De Westermient was nog maar enkele jaren eigendom van de gebroeders Ter Steege. De plaats is in 1876 gebouwd, een honderd meter bezuiden de plek, waar de boerderij van deze naam oorspronkelijk stond. Ook deze boerderij, die eigendom was van wijlen de heer M. Koorn, ging in vlammen op en wel in 1875. De nieuwe plaats werd in 1893 door de heer C. Koorn Mz. gekocht en in 1924 werd de heer M. Koorn, Tubantia, eigenaar, die de plaats 2 jaar geleden aan de gebr. Ter Steege verkocht.

Dat was een schokkend evenement, die brand. Schokkend vooral voor de kleine Paul ter Steege, die om die tijd op weg was van school naar huis en van uit de verte moest aanzien hoe er brand was, nog wel in zijn eigen huis.

VOLTOOI HET VOLGENDE:
• a. Kun je het stuk uit de tekst over de Westermient herhalen dat begint bij "Dat was een" en stopt na "zijn eigen huis.", en daarin "brand" vervangen door "vuurzee"?
• b. Wil je de tekst over de Westermient voortzetten vanaf het punt waar hij ophoudt?
De regels hebben niets te maken met de tekst over de Westermient.

GEGEVENSFRAGMENT:
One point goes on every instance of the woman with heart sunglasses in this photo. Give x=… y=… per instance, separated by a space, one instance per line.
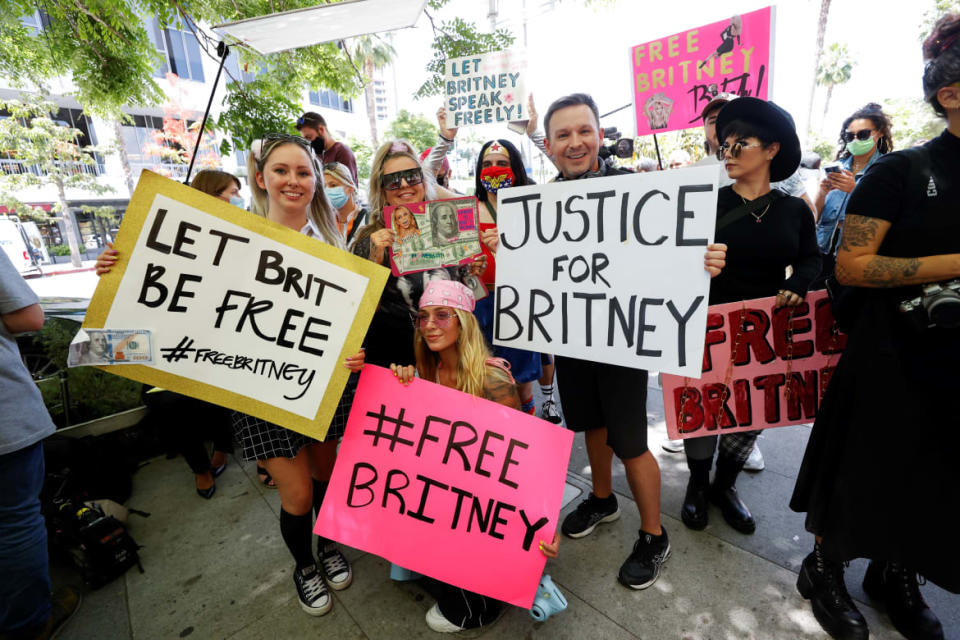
x=397 y=178
x=864 y=137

ANTWOORDEN:
• a.
Dat was een schokkend evenement, die vuurzee. Schokkend vooral voor de kleine Paul ter Steege, die om die tijd op weg was van school naar huis en van uit de verte moest aanzien hoe er vuurzee was, nog wel in zijn eigen huis.

• b.
Ze hielden de oorzaak maar onbekend, "nalatigheid in de keuken", werd er later gezegd. Maar men wist heel goed wat er mis was gegaan. Dat mocht echter beslist niet bekend worden. Ze hadden namelijk in de schuur 'kriel' gekookt voor de 'zwarte varkens'. Dat waren gewoon roze varkens, maar clandestiene. Een aantal van de behulpzame buren was dan ook niet bezig geweest met inboedel redden, maar met het in het bos jagen en houden van de varkens. Stel je voor dat de Burgemeester ze zou zien- dan waren ze pas echt in de brand!

1906, gebr. De Porto aan het stroken spitten op de Mient

Door de veel te lage verzekering was het niet mogelijk een zelfde grote stolpboerderij te herbouwen. Maar ze moesten toch ergens wonen en het bedrijf moest ook doorgaan.

"Ter Steege had vergunning voor een stal, maar maakte er een huis van. Dat moest worden opgebouwd uit oud materiaal van de verbrande plaats, althans dat was de bedoeling. Maar het is grotendeels gebouwd van 'Moffenmateriaal', door bijvoorbeeld een wagen stenen te ruilen voor boter. Ter Steege was daar goed in", zei Francois de Grave, die er later woonde. De kozijnen bijvoorbeeld kwamen van het afgebroken Julianahotel.

De verbrande plaats stond bij de weg, waar nu de fruitbomen staan.

Kaart 1842-53. De Grensweg liep anders dan nu. Het oude plaatsje Westermient was eigendom van J. Hopman.

Verkend in 1873, bijgewerkt in later jaren.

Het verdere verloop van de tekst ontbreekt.